**Exercise details**
Please write out all the data that follows exactly, without the pictures.

╔══

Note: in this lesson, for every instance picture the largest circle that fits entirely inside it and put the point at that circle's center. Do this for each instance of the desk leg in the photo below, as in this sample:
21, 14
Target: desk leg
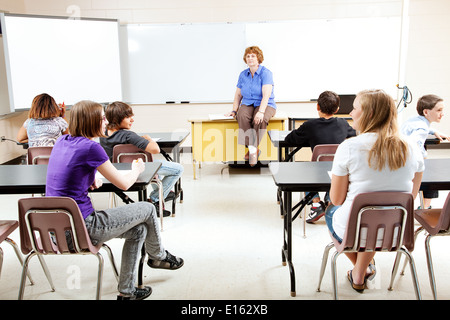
287, 239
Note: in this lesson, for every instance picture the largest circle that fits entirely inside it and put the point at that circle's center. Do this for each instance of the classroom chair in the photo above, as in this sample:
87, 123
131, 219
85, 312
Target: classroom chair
436, 222
55, 226
6, 228
38, 155
129, 152
380, 222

╚══

**Result below**
Note: in this lesson, for every instance picture the largest circle that fits entirely inside it and put the point at that circle's center. Do this for each instance of the desk leg in the photo below, as in this sample:
21, 14
Target: desk leg
287, 239
Note: in this lesson, for every instance picture the largest circle that fits entirely inside it and put the point at that circle's center. Do this for each instance of the classroom chair in the photo above, as in this sample:
87, 123
131, 219
85, 312
Target: classroom chair
436, 222
55, 226
6, 228
38, 155
129, 152
380, 222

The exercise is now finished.